::: GIVEN TEXT

4. By Sensitive Insanity I mean that in which the disorder shows itself chiefly, or remarkably, in the Erroneous Images which are excited in the mind, relative to the person's own Form, Substance, or other Sensible Qualities.

II. Notional Insanity

5. I have placed first in order under this division, that species of Insanity which . . . has a peculiar title to the appellation of Delusive, because . . . with the sound and unimpaired use, in every other respect, of the rational faculties, which in some cases have even been observed to be remarkably acute, the Patient, in relation to some particular subject, or subjects, is Under the Insluence of the most Palpable, and extraordinary Delusion .. . Under this variety may be enumerated the cases of such as have imagined themselves to be dead, to be deprived of their proper nature as human beings .. .

::::::
::: AVAILABLE DATA

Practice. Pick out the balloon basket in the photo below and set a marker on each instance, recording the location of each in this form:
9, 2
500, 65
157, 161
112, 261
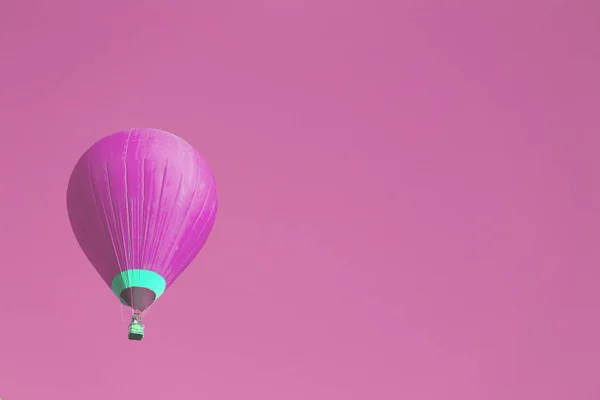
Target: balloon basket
136, 331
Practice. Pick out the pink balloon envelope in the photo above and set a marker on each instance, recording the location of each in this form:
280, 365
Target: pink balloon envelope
142, 203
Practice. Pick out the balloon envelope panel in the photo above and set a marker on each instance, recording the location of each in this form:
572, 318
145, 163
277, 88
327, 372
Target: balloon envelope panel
142, 204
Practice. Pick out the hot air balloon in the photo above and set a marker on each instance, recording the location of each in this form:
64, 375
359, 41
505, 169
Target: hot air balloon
142, 204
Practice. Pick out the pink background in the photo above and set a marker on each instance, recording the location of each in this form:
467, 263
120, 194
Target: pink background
409, 198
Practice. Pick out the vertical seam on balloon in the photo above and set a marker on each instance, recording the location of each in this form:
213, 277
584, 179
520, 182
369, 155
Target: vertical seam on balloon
107, 176
129, 252
163, 231
183, 223
154, 248
100, 211
185, 261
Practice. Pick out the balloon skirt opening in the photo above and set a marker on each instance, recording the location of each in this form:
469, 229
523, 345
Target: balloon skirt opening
136, 332
138, 288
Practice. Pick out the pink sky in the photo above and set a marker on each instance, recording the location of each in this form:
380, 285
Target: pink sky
409, 201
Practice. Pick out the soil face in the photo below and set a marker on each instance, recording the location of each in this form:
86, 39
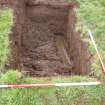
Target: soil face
44, 41
39, 47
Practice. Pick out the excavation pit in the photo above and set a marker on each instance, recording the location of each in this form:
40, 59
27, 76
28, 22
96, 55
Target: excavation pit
44, 41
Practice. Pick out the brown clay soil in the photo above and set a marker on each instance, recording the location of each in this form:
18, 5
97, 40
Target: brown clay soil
44, 42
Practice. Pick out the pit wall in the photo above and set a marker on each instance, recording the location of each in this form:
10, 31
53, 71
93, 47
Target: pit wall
77, 50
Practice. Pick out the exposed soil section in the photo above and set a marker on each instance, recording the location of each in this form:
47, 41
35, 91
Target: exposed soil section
44, 41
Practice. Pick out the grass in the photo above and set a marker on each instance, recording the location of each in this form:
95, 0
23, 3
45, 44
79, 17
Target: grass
86, 95
90, 15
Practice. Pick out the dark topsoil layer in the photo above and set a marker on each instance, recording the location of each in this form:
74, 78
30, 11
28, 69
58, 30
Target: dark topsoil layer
44, 42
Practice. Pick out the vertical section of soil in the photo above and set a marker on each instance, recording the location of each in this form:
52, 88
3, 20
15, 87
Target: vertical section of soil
44, 41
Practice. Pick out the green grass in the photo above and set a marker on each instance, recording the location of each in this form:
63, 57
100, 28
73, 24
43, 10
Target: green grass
90, 15
83, 95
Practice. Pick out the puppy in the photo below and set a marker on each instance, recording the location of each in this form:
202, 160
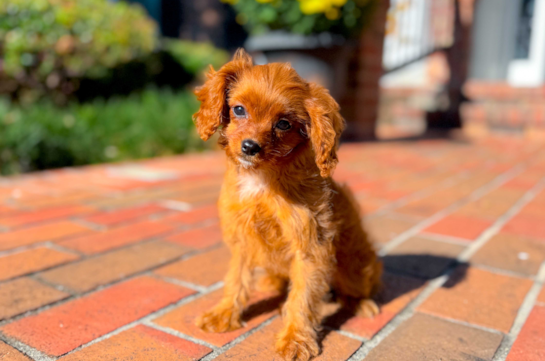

::::::

• WHAT YOU SHOULD DO: Edit the passage on insanity: begin at the words "4. By Sensitive" and stop after "beings .. .", rewriting that stretch with "Erroneous Images" replaced by "False Images".

• SOLUTION TO THIS TASK:
4. By Sensitive Insanity I mean that in which the disorder shows itself chiefly, or remarkably, in the False Images which are excited in the mind, relative to the person's own Form, Substance, or other Sensible Qualities.

II. Notional Insanity

5. I have placed first in order under this division, that species of Insanity which . . . has a peculiar title to the appellation of Delusive, because . . . with the sound and unimpaired use, in every other respect, of the rational faculties, which in some cases have even been observed to be remarkably acute, the Patient, in relation to some particular subject, or subjects, is Under the Insluence of the most Palpable, and extraordinary Delusion .. . Under this variety may be enumerated the cases of such as have imagined themselves to be dead, to be deprived of their proper nature as human beings .. .